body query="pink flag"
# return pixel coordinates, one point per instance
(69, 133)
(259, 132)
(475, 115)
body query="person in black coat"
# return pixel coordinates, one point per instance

::::::::::

> _Task item_
When a line in the listing has the word "body", return that line.

> _Task response_
body query="pink flag"
body query="person in black coat"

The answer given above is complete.